Requirements: Turn only the part of the material that opens with the line containing "the truck mirror" and closes with the line containing "[[307, 100, 501, 249]]" into a numbered list, keeping both of those lines and leaving out any blank lines.
====== Materials provided
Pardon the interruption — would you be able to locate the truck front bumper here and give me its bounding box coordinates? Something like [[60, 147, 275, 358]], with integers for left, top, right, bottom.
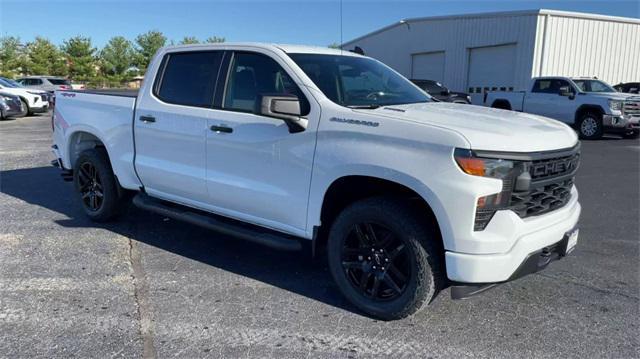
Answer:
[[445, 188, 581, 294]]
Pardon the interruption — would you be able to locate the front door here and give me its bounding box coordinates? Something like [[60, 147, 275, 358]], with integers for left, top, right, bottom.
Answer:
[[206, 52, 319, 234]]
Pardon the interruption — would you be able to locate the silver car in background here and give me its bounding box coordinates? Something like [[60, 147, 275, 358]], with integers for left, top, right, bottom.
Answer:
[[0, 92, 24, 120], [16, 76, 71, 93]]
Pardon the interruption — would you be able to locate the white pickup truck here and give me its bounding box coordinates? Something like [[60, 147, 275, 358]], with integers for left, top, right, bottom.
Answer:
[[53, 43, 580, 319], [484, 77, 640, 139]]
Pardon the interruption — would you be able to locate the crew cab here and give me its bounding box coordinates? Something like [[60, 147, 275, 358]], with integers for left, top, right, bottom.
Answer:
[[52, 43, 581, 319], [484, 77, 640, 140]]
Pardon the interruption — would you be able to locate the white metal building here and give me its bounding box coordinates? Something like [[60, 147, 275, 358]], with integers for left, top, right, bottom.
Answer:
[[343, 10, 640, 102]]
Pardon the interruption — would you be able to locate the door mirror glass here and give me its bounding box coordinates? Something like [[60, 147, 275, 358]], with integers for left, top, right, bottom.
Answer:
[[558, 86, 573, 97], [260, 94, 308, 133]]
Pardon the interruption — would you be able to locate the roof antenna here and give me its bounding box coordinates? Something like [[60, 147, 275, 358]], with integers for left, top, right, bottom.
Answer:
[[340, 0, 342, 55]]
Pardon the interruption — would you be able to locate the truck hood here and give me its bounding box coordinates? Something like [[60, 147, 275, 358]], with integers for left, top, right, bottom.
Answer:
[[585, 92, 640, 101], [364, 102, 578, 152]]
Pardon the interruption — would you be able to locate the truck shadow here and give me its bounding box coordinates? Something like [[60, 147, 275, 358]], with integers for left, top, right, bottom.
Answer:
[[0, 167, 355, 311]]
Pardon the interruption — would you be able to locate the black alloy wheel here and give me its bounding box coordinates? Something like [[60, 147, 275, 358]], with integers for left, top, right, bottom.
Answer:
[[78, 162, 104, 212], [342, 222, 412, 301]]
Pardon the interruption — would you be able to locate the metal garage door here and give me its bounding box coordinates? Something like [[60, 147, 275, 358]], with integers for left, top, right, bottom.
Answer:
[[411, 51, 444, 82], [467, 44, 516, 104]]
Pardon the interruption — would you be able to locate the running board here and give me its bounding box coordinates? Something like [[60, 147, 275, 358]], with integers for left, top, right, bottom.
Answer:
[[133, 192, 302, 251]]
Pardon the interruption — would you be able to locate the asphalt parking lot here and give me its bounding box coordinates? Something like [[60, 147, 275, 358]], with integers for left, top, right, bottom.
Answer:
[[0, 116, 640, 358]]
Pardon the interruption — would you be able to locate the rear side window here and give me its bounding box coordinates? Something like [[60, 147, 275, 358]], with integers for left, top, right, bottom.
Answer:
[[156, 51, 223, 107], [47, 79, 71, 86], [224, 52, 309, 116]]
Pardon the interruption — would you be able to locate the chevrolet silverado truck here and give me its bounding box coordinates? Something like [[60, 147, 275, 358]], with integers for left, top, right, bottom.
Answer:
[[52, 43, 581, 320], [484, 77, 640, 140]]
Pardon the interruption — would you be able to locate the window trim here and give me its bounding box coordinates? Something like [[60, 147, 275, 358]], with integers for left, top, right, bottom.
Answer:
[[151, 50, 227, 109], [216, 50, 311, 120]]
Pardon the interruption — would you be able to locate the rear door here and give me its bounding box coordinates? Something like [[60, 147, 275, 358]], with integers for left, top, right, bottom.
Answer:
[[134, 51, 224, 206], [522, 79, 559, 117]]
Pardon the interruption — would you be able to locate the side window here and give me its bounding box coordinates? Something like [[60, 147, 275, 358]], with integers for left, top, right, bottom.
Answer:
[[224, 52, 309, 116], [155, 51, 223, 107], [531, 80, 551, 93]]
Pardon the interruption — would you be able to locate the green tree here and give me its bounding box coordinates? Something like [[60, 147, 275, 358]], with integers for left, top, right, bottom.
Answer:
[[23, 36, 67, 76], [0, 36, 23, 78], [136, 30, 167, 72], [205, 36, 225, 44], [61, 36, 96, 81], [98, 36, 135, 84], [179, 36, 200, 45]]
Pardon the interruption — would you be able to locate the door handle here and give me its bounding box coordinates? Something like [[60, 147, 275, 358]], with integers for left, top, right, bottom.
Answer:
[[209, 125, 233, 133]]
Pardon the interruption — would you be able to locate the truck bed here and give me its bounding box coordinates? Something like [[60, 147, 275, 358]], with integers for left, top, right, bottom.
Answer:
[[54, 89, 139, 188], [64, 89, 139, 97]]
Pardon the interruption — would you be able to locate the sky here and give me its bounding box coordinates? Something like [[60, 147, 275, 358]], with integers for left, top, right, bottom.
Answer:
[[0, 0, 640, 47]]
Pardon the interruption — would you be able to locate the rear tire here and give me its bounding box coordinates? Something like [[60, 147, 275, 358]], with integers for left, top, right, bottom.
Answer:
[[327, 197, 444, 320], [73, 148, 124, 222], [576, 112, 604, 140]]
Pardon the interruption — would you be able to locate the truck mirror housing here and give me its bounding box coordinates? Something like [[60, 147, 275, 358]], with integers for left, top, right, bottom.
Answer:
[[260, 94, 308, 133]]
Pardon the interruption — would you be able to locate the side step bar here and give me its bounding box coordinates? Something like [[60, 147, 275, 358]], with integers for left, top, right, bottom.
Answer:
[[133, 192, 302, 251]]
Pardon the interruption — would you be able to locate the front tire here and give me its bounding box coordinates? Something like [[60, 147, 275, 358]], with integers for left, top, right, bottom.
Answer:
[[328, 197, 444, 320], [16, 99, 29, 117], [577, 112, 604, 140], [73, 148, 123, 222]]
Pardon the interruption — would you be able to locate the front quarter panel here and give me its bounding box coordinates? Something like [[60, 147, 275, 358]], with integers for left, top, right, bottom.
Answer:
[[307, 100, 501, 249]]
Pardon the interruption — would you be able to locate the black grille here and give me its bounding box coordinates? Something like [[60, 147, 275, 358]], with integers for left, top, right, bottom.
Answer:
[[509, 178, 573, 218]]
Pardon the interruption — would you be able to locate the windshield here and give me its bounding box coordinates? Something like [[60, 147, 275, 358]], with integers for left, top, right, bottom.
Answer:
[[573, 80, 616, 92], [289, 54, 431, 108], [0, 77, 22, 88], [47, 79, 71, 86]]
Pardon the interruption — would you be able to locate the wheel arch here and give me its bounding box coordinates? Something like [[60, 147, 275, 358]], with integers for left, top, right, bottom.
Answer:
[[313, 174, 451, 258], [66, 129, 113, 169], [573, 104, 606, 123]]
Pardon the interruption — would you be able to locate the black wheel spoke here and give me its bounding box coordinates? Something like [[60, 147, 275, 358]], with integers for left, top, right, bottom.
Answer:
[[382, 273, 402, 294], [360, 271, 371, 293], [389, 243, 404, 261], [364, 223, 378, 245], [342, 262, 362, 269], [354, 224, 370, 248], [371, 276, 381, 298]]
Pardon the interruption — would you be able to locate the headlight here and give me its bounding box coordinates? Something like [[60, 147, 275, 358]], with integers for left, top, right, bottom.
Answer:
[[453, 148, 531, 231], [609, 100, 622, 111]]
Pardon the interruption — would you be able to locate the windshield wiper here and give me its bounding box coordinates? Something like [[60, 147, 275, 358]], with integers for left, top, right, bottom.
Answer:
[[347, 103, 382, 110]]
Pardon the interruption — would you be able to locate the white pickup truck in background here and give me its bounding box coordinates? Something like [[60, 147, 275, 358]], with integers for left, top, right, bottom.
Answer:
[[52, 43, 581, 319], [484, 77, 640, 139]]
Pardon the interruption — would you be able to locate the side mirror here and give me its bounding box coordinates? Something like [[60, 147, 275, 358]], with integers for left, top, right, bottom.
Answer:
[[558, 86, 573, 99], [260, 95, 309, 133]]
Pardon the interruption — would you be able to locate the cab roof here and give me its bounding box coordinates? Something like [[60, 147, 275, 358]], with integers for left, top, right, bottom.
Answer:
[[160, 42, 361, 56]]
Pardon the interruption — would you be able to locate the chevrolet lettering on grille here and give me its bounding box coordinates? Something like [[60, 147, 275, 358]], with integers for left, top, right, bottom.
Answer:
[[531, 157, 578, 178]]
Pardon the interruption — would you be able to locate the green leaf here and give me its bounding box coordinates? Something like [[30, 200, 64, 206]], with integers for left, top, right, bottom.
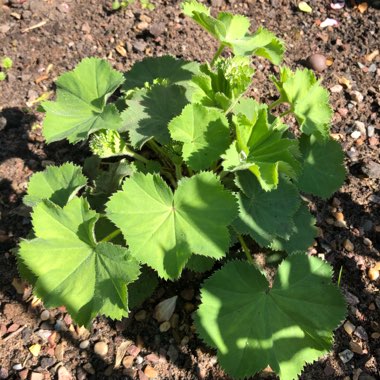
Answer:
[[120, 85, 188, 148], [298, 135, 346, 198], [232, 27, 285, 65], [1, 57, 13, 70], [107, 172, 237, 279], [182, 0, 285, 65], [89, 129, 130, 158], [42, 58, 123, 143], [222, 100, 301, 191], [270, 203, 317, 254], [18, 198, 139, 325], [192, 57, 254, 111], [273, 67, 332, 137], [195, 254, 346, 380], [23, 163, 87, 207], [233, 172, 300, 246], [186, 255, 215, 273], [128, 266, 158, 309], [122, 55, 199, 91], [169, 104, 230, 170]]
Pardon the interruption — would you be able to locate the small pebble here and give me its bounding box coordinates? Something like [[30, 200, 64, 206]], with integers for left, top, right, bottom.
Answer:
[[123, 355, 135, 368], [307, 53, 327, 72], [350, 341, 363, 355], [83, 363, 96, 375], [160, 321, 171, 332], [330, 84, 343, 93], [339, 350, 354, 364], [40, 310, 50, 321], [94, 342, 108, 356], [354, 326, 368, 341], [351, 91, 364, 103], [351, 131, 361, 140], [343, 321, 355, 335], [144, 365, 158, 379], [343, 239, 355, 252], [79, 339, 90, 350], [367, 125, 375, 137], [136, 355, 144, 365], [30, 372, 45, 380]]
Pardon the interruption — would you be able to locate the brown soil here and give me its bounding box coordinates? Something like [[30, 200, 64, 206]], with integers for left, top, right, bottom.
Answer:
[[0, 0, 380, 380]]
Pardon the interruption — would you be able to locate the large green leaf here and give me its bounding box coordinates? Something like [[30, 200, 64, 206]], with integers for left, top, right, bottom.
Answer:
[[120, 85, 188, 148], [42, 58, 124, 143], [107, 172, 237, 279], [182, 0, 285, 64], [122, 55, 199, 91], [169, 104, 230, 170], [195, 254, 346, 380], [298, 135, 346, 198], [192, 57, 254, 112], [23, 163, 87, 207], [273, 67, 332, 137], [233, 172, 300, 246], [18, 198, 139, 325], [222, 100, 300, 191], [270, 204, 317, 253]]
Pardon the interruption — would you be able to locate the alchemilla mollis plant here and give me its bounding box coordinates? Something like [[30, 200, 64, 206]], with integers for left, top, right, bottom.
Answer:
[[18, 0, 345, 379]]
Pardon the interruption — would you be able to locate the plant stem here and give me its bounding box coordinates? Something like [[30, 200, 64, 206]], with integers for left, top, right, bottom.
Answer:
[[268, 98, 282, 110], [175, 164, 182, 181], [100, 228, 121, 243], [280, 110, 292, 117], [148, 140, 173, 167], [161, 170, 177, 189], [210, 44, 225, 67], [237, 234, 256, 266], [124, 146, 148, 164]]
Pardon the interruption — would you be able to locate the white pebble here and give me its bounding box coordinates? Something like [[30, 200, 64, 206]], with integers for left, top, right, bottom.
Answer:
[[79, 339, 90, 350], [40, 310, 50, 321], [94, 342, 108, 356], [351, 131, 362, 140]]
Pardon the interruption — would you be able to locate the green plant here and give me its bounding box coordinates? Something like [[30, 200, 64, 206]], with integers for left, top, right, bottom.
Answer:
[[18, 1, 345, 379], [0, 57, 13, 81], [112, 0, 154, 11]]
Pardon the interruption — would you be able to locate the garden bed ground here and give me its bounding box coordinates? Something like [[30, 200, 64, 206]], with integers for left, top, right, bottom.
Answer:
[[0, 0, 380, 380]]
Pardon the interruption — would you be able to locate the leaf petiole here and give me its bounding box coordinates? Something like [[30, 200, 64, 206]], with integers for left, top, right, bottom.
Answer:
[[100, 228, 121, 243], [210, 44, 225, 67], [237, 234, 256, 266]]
============
Expected answer:
1. Pardon the interruption — would you be able to locate the truck mirror housing here and give me its bounding box coordinates? Something like [[60, 147, 275, 358]], with integers for left, top, right, bottom.
2. Answer:
3. [[260, 94, 308, 133]]
4. Pardon the interruption — would you be able to locate the side step bar here and give me its bounding box coordinates? Something like [[60, 147, 275, 358]], with integers for left, top, right, bottom.
5. Answer:
6. [[133, 192, 302, 251]]
7. Pardon the interruption — would you be able to locate the front tire here and give me its bounding box coordinates? Something like [[60, 147, 275, 358]], with integers for left, top, right, bottom.
8. Answer:
9. [[328, 197, 444, 320], [16, 99, 29, 117], [577, 112, 604, 140], [73, 148, 123, 222]]
10. Pardon the interruption — would you be able to locate the front quarter panel here and give me its bounding box coordinates? Something like [[60, 147, 275, 358]], with integers for left, top, right, bottom.
11. Answer:
12. [[307, 100, 501, 249]]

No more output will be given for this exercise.